- _Goal_: Return everything from the start of the items down to the line containing "(424, 1214)", with both ends included, copied line for line without any change.

- _Provided data_:
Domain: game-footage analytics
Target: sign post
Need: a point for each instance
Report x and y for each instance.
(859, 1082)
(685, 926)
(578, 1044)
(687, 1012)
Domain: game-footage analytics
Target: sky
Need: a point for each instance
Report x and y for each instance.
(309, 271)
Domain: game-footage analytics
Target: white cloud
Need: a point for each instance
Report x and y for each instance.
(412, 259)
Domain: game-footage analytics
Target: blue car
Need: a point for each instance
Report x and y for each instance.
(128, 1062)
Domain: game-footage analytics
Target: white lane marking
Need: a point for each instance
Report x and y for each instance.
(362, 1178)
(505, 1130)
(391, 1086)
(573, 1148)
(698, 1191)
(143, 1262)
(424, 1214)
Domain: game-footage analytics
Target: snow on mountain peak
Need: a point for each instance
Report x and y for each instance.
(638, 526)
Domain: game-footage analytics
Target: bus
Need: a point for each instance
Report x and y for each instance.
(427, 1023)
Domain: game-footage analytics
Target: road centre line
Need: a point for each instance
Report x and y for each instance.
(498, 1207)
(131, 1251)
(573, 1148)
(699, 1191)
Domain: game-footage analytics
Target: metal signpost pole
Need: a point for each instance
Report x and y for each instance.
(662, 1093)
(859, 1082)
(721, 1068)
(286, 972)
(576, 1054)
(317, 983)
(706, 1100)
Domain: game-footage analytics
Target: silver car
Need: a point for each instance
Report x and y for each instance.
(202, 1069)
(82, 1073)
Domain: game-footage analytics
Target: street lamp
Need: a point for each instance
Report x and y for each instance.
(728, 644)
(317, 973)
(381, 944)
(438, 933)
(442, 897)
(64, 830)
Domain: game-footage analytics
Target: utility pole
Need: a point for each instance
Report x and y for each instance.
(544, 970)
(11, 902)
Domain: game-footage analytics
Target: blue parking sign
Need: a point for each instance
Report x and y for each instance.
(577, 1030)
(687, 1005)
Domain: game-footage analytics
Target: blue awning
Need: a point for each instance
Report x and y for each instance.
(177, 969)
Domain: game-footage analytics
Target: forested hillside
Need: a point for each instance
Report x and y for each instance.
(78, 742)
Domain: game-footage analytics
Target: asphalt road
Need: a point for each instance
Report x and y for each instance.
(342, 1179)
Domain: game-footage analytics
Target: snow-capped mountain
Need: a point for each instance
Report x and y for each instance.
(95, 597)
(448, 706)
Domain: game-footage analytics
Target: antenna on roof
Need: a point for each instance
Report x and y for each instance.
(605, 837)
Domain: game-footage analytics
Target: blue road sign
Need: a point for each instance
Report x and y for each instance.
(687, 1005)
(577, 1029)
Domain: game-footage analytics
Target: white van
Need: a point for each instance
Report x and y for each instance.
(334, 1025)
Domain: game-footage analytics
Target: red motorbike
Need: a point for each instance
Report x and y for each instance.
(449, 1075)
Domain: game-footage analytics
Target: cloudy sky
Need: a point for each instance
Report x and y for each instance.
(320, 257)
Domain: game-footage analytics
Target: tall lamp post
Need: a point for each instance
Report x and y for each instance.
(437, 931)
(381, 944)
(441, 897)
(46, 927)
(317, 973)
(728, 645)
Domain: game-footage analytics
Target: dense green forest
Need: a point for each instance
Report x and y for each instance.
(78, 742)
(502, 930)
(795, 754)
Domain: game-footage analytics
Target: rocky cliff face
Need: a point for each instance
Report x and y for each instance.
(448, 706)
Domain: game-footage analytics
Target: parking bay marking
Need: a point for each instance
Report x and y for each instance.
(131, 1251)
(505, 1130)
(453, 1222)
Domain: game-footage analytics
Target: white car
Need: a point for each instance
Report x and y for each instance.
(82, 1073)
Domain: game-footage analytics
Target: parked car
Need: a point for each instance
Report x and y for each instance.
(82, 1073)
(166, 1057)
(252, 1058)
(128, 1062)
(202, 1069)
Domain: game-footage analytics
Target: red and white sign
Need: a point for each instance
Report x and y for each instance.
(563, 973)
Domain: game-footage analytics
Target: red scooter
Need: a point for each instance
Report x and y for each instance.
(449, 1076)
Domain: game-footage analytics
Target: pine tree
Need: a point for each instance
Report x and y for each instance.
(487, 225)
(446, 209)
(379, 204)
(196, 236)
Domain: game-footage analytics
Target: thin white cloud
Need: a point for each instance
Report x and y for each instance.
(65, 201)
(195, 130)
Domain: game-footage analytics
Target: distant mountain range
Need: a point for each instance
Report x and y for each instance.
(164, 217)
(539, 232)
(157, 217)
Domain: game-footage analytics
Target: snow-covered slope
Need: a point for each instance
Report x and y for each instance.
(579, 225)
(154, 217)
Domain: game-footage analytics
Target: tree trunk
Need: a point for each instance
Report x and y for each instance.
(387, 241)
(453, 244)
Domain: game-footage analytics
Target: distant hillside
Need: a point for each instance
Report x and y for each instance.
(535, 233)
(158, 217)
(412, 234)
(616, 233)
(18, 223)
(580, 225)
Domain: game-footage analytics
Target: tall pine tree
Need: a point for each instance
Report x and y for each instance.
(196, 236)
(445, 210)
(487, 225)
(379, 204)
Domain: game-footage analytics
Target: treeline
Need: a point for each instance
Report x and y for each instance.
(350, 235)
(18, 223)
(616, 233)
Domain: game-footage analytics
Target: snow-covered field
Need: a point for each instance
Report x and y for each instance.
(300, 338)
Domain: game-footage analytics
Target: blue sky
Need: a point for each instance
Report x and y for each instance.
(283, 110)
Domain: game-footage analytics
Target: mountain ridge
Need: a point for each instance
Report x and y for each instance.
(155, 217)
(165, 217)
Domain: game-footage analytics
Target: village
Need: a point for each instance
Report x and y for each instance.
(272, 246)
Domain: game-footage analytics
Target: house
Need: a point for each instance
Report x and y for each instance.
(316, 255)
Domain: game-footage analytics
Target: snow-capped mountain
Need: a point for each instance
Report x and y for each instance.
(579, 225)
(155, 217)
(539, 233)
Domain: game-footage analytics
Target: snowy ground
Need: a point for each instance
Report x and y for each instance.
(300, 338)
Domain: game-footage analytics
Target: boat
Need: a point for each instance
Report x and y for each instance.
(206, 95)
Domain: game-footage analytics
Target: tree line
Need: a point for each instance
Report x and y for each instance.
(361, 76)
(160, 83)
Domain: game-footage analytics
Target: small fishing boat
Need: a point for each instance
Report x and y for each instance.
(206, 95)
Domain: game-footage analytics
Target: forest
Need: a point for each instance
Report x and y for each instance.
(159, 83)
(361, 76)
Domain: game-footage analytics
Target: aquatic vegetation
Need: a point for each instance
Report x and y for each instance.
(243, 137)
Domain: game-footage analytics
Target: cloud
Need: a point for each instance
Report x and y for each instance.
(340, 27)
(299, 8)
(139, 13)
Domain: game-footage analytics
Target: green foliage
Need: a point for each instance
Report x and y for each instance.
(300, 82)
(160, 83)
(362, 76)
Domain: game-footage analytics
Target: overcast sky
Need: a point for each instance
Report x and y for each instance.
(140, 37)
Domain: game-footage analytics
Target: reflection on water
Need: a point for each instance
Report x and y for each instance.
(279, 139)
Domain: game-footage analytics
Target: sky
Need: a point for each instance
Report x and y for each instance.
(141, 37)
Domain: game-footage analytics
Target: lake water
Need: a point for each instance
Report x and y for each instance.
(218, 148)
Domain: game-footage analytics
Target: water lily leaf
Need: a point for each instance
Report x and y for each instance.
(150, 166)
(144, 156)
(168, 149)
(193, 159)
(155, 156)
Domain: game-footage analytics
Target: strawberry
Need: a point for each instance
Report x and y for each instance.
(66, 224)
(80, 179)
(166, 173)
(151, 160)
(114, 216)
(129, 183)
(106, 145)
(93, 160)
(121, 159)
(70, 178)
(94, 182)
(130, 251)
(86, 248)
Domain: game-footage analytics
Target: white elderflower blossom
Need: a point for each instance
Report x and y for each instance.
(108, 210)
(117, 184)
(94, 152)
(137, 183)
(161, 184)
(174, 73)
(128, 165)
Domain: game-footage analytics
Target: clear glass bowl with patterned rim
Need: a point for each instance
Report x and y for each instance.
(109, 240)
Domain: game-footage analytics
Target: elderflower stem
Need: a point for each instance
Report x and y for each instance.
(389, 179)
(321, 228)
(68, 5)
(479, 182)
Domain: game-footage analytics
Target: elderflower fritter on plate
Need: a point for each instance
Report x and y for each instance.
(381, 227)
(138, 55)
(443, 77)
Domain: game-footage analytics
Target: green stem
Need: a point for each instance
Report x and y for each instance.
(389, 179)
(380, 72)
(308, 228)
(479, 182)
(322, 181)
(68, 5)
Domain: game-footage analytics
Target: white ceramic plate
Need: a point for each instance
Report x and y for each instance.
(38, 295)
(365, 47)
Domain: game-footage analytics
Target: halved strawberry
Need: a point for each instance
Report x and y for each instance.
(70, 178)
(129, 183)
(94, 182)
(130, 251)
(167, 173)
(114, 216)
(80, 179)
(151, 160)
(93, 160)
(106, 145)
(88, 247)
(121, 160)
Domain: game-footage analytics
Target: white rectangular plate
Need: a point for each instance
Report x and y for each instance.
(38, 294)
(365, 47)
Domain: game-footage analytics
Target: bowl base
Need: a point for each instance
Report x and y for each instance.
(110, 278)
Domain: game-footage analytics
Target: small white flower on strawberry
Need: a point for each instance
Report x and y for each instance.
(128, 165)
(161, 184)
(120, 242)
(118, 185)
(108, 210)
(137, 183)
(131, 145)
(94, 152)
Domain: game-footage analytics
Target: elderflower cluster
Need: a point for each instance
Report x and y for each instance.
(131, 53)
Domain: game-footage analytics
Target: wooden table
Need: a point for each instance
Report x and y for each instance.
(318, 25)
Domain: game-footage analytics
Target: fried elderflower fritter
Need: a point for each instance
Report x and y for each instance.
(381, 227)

- _Expected answer_:
Domain: game-footage analytics
Target: sign post
Need: a point for each instance
Report x and y for each instance.
(859, 1082)
(685, 926)
(578, 1044)
(687, 1012)
Domain: game-footage analytics
Target: sky
Need: a point for each instance
Report x and y for each instance.
(309, 271)
Domain: game-footage analytics
Target: white cloud
Need: a point for each instance
Report x and y for each instance.
(412, 259)
Domain: game-footage analytics
Target: blue car
Need: a point for each instance
Report x and y for each instance.
(128, 1062)
Domain: game-footage analytics
Target: white lane marking
Need: a point for each instance
Report x and y for each instance.
(362, 1178)
(505, 1130)
(391, 1086)
(573, 1148)
(698, 1191)
(143, 1262)
(424, 1214)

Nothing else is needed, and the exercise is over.